## SUPPLIED PASSAGE

╭──

As discussed above, an exemplary whole antibody that specifically binds to a flavivirus NS1 protein is denoted “2B7.” 2B7 is an IgG2b mouse monoclonal antibody (mAb) directed against dengue virus NS1 protein and is a strong inhibitor of NS1-induced endothelial hyperpermeability (3). The heavy chain variable region (VII) of the 2B7 antibody comprises an HCDR1 amino acid sequence of SEQ ID NO: 1, an HCDR2 amino acid sequence of SEQ ID NO: 2, and an HCDR3 amino acid sequence of SEQ ID NO: 3. The light chain variable region (VL) of the 2B7 antibody comprises an LCDR1 amino acid sequence of SEQ ID NO: 4, an LCDR2 amino acid sequence of SEQ ID NO: 5, and an LCDR3 amino acid sequence of SEQ ID NO: 6. The heavy chain variable region of 2B7 comprises the amino acid sequence of SEQ ID NO: 7 and the light chain variable region comprises the amino acid sequence of SEQ ID NO: 8.

╰──

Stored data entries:
╭──

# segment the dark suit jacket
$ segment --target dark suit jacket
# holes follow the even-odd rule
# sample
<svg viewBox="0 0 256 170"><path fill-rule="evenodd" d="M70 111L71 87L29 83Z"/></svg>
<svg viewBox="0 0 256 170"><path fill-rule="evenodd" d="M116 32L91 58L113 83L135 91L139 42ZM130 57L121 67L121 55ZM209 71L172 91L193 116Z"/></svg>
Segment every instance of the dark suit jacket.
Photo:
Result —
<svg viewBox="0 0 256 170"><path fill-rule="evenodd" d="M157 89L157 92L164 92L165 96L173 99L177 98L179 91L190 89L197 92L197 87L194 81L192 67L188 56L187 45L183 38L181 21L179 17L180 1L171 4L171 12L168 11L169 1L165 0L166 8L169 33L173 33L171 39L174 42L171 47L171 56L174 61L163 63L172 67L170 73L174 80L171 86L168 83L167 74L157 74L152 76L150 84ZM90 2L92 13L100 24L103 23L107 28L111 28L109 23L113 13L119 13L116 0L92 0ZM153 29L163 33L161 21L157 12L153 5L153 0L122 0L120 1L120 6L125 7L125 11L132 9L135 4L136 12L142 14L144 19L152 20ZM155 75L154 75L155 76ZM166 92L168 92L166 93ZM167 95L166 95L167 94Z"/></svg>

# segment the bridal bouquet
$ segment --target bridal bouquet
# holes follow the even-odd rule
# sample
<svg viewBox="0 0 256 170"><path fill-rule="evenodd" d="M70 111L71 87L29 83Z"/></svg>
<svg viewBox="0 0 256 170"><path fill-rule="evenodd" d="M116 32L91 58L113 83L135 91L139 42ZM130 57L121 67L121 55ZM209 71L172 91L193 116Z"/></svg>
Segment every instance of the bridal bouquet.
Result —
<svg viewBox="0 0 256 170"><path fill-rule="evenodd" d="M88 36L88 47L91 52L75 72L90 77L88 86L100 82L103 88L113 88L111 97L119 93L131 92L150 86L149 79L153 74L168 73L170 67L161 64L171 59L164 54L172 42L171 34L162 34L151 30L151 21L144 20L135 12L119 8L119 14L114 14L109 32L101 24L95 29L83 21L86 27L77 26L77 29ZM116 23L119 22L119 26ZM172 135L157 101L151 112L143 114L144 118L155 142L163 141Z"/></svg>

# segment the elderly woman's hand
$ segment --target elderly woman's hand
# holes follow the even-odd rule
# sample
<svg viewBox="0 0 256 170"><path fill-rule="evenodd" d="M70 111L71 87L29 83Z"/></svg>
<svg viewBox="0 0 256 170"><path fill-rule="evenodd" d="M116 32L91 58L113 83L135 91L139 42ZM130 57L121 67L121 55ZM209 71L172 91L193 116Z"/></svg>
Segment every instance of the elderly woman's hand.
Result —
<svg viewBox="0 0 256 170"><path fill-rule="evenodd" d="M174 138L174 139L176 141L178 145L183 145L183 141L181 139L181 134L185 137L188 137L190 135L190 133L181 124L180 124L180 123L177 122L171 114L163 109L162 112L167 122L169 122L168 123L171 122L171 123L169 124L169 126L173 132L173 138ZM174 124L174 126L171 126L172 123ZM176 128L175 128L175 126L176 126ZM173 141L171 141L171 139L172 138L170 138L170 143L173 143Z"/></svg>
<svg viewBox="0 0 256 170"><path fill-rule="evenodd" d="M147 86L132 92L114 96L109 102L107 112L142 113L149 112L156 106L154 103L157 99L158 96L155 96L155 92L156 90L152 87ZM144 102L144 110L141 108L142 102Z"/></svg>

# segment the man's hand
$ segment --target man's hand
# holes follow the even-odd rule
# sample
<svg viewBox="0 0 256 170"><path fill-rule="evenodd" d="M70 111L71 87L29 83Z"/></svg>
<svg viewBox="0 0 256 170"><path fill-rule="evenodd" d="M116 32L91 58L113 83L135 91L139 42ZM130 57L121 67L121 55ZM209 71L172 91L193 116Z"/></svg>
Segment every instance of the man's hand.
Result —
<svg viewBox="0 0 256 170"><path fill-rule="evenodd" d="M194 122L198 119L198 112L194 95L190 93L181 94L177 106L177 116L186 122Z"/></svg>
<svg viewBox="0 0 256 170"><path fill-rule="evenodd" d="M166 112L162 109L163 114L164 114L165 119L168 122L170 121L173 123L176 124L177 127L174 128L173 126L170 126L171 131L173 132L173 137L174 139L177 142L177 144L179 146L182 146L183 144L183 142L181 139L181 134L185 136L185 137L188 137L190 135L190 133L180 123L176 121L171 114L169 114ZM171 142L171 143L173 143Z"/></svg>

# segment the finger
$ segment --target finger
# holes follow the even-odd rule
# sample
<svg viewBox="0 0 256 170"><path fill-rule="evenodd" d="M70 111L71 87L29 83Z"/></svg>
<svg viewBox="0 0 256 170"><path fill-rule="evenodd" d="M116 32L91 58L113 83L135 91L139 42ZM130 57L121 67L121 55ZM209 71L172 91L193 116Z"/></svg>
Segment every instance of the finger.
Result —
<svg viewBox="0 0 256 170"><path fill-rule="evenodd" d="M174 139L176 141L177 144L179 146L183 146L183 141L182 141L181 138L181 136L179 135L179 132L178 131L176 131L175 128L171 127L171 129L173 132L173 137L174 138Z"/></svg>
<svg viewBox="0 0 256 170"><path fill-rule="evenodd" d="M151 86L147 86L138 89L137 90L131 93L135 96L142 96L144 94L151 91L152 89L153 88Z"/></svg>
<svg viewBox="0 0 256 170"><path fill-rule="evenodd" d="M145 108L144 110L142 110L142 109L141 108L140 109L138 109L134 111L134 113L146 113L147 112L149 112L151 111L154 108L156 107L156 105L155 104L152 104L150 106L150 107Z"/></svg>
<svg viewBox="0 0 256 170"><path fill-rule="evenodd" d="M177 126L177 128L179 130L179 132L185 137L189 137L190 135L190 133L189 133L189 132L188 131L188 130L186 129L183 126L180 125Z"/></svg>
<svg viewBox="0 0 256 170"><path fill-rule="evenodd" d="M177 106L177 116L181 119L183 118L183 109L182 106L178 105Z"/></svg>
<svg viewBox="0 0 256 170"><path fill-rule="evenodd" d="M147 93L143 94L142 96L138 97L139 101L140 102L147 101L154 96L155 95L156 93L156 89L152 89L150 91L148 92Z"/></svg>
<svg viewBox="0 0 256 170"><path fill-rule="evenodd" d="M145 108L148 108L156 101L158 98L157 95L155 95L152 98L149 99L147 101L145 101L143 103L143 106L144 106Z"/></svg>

╰──

## WORK TO COMPLETE
**1)** List every complementarity-determining region named in the passage on the 2B7 antibody, giving the SEQ ID NO the passage assigns to each.
**2)** Extend the passage on the 2B7 antibody, starting after its final sentence.

## LIST OF ANSWERS
**1)**
HCDR1: SEQ ID NO: 1
HCDR2: SEQ ID NO: 2
HCDR3: SEQ ID NO: 3
LCDR1: SEQ ID NO: 4
LCDR2: SEQ ID NO: 5
LCDR3: SEQ ID NO: 6

**2)**
Thus, in some embodiments, the binding agent disclosed herein comprises three complementarity determining regions (CDRs) of an antibody heavy chain variable region (VH) and three CDRs of an antibody light chain variable region (VL), wherein: (a) CDR1 of the VH (HCDR1) comprises the amino acid sequence of SEQ ID NO: 1, CDR2 of the VH (HCDR2) comprises the amino acid sequence of SEQ ID NO: 2, and CDR3 of the VH (HCDR3) comprises the amino acid sequence of SEQ ID NO: 3; and (b) CDR1 of the LH (LCDR1) comprises the amino acid sequence of SEQ ID NO: 4, CDR2 of the LH (LCDR2) comprises the amino acid sequence of SEQ ID NO: 5, and CDR3 of the LH (LCDR3) comprises the amino acid sequence of SEQ ID NO: 6.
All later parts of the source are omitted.